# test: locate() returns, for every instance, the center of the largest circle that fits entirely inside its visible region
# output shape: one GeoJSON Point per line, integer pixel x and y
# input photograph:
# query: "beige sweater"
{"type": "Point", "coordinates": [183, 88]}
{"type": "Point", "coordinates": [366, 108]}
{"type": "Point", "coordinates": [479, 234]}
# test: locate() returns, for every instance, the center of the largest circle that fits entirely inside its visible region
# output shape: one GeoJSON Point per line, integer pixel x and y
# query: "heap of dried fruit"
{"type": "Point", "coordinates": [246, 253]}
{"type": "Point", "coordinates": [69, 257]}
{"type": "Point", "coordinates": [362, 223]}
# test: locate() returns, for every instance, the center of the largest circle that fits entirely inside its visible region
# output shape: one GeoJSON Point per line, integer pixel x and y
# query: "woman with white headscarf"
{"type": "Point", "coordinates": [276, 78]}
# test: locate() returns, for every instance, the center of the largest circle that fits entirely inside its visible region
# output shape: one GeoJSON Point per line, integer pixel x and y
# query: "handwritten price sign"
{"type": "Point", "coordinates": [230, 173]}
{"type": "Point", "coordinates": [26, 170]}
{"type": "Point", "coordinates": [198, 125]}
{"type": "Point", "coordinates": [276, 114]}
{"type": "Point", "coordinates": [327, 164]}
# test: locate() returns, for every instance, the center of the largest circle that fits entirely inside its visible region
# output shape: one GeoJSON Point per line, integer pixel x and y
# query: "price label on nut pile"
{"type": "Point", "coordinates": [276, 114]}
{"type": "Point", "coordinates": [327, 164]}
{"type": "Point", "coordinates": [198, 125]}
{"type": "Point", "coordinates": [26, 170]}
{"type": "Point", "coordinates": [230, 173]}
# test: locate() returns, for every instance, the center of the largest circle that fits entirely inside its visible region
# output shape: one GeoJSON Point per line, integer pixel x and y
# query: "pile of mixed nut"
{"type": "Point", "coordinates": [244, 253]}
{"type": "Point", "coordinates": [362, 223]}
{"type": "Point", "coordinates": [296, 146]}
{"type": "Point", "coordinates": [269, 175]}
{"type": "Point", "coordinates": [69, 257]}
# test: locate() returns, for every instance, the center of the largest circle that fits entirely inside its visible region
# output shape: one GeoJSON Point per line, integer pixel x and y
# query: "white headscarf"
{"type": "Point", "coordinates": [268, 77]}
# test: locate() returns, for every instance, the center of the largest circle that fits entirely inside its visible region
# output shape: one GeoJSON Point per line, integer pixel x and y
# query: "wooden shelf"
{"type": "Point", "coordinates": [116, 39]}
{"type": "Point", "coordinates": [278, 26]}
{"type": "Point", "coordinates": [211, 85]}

○ ○ ○ ○ ○ ○ ○

Each record should come back exactly as written.

# test: locate() returns, for every instance, the center of the largest circle that fits entirely inside its visible region
# output shape: one GeoJSON Point per line, integer pixel x and y
# input photograph:
# query: "beige sweater"
{"type": "Point", "coordinates": [183, 88]}
{"type": "Point", "coordinates": [366, 108]}
{"type": "Point", "coordinates": [479, 234]}
# test: locate() returns, for every instance, the center of the largest circle that fits entirely inside its visible region
# output shape: one GeoJSON Point per line, integer pixel x and y
# query: "heap of dried fruit"
{"type": "Point", "coordinates": [246, 253]}
{"type": "Point", "coordinates": [69, 257]}
{"type": "Point", "coordinates": [362, 223]}
# test: locate() returns, for every instance, the center of the largest circle that fits entirely inside its visible region
# output shape: one GeoJSON Point per line, integer pixel x and y
# query: "woman with white headscarf"
{"type": "Point", "coordinates": [276, 78]}
# test: locate() returns, for every instance, the center of the largest circle that fits entirely inside its visible region
# output shape: one GeoJSON Point per line, integer pixel x and y
# query: "handwritten price sign"
{"type": "Point", "coordinates": [230, 173]}
{"type": "Point", "coordinates": [26, 170]}
{"type": "Point", "coordinates": [198, 125]}
{"type": "Point", "coordinates": [276, 114]}
{"type": "Point", "coordinates": [327, 164]}
# test: locate() returns, for every instance, the center of the largest circle that fits entirely inside its visible region
# output shape: one GeoJSON Point per line, integer pixel x and y
# query: "price label on nut pile"
{"type": "Point", "coordinates": [276, 114]}
{"type": "Point", "coordinates": [327, 164]}
{"type": "Point", "coordinates": [198, 125]}
{"type": "Point", "coordinates": [26, 170]}
{"type": "Point", "coordinates": [230, 173]}
# test: locate() returns, for every instance, the center of the largest circle that fits entirely inside its visible region
# output shape: one GeoJSON Point per line, integer pixel x and y
# query: "pile of mixed nut"
{"type": "Point", "coordinates": [244, 253]}
{"type": "Point", "coordinates": [362, 223]}
{"type": "Point", "coordinates": [296, 146]}
{"type": "Point", "coordinates": [269, 175]}
{"type": "Point", "coordinates": [69, 257]}
# test: locate() returns, for every instance, the center of the largest circle that fits entirely inside its visible region
# output shape: one GeoJSON Point per line, integer pixel x and y
# query: "white headscarf"
{"type": "Point", "coordinates": [268, 77]}
# test: locate() returns, for every instance, the center of the largest circle that fits entirely inside its visible region
# output shape: one GeoJSON Point per line, integer pixel x and y
# query: "wooden shelf"
{"type": "Point", "coordinates": [116, 39]}
{"type": "Point", "coordinates": [278, 26]}
{"type": "Point", "coordinates": [211, 85]}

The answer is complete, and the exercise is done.